• _TRY IT_: Copy each line below that has "gray".

+===+

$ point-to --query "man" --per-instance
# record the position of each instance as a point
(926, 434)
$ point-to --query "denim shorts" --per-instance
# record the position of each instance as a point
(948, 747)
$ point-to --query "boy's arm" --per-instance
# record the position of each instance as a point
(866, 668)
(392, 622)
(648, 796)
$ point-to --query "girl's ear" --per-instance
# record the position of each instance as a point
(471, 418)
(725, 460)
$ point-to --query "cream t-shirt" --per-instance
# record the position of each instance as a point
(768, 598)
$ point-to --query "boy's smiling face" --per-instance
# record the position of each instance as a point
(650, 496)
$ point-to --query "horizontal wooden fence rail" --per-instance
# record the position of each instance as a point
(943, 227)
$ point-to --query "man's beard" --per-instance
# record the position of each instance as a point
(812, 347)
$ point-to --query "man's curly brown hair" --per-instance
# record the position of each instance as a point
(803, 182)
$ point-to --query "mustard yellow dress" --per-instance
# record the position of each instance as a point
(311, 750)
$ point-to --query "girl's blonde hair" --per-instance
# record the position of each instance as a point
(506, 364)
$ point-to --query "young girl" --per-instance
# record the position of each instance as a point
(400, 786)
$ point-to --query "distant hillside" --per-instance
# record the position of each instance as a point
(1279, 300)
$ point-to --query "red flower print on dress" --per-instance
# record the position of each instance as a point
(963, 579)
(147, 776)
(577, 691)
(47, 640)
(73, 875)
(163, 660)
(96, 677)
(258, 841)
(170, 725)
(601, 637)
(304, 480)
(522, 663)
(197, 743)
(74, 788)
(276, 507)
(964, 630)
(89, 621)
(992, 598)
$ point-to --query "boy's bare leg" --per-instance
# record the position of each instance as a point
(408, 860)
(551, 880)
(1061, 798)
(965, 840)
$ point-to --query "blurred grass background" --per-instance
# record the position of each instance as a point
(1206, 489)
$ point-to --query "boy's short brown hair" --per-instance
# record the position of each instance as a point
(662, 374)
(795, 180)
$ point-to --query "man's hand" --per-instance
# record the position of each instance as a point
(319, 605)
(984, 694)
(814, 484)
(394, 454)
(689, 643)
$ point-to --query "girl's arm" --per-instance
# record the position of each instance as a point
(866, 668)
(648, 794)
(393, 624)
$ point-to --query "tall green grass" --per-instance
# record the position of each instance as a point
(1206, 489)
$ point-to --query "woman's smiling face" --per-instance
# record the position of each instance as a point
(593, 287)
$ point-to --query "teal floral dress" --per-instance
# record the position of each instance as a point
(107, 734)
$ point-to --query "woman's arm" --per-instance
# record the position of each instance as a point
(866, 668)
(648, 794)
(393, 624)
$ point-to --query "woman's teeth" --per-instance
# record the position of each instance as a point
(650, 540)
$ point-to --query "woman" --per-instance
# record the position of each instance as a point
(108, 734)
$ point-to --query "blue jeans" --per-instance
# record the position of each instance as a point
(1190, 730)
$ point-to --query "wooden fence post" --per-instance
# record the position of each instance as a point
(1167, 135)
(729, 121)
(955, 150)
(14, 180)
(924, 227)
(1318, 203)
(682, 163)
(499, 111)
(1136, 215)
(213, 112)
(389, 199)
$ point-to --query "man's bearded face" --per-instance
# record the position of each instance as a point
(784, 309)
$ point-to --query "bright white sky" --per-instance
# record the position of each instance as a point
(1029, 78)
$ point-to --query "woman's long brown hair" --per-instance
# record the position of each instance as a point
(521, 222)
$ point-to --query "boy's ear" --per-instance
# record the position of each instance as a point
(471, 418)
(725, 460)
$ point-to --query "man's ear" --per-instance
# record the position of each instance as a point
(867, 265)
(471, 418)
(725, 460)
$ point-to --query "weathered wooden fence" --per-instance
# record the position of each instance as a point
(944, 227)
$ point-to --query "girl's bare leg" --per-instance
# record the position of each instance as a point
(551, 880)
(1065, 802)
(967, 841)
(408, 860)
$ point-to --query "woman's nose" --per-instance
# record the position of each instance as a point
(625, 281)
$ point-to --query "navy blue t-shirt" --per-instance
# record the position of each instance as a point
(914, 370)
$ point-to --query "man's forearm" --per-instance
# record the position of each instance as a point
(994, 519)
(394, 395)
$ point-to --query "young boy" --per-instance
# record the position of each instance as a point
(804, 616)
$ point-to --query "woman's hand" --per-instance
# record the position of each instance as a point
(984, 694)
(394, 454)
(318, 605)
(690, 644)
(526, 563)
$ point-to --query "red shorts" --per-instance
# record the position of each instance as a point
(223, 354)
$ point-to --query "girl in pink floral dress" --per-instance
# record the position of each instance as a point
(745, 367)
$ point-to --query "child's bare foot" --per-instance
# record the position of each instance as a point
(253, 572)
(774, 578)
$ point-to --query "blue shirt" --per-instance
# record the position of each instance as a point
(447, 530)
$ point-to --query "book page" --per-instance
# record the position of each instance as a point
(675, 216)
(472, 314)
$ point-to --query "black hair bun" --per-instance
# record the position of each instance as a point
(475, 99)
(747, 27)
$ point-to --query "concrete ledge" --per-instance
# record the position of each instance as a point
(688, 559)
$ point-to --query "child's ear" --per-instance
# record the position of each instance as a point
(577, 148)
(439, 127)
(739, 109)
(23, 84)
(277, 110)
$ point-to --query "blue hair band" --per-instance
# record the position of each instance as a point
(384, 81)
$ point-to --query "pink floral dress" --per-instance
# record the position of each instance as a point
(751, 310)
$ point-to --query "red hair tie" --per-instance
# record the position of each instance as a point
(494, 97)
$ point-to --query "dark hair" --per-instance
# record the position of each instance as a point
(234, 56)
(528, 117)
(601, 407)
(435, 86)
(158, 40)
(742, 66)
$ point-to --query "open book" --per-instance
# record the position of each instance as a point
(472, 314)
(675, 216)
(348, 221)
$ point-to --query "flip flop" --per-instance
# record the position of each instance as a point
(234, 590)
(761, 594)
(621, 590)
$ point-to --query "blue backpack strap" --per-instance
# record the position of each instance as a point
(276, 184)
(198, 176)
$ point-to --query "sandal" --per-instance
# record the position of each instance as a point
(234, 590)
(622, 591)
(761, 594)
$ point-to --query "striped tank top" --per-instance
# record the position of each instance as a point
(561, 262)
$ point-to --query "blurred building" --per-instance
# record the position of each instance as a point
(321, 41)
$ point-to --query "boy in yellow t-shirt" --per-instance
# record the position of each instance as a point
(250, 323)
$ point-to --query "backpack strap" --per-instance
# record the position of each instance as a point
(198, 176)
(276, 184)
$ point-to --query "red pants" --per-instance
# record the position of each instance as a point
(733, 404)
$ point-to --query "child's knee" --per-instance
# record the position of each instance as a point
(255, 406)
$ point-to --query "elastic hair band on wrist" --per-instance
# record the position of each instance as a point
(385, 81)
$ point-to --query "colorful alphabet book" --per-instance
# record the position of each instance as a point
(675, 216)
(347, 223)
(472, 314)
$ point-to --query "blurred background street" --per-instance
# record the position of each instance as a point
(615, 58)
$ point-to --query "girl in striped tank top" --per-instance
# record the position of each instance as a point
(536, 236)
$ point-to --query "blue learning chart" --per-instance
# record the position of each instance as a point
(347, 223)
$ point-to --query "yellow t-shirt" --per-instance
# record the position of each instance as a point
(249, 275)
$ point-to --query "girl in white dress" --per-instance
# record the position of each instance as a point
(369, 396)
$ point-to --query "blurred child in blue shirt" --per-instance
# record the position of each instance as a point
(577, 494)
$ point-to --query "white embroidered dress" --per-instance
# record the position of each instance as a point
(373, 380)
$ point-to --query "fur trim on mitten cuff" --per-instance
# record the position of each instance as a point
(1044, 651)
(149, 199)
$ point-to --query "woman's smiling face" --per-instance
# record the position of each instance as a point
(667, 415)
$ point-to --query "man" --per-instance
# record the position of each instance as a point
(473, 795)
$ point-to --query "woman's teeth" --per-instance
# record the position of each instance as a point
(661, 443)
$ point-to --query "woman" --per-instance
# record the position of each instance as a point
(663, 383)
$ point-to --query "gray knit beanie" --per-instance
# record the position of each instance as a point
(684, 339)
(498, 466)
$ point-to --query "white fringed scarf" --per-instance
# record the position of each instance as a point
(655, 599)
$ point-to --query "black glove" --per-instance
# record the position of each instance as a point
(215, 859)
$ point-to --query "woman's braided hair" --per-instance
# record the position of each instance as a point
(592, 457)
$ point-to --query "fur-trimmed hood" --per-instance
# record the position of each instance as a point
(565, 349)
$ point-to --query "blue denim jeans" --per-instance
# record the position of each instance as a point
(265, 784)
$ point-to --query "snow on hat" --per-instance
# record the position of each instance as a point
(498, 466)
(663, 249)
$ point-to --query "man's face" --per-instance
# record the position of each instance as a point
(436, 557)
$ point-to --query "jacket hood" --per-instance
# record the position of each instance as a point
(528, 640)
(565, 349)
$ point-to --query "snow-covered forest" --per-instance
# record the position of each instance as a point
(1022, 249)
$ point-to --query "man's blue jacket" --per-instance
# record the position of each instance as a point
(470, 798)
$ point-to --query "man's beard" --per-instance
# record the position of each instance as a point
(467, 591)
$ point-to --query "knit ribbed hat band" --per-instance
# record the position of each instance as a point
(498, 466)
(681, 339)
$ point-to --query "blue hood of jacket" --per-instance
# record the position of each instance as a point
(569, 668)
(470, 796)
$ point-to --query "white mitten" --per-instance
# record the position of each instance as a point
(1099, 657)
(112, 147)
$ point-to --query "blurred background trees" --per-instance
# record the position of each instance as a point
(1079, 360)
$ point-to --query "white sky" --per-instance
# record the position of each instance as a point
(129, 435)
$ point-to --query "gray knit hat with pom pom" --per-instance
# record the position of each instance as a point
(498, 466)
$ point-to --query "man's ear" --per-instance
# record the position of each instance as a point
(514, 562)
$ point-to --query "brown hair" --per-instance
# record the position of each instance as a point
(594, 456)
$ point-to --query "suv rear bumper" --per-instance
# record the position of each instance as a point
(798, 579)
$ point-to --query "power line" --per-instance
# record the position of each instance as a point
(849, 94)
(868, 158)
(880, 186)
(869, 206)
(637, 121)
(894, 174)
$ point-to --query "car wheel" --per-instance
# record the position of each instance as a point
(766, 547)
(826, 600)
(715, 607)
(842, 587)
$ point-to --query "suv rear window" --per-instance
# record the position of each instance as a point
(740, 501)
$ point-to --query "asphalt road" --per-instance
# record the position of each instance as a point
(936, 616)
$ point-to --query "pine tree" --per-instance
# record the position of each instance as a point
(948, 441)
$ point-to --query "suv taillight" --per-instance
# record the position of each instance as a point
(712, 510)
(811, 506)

+===+

• _ANSWER SPACE_:
$ point-to --query "gray knit beanie" --per-instance
$ point-to --query "gray knit hat with pom pom" --per-instance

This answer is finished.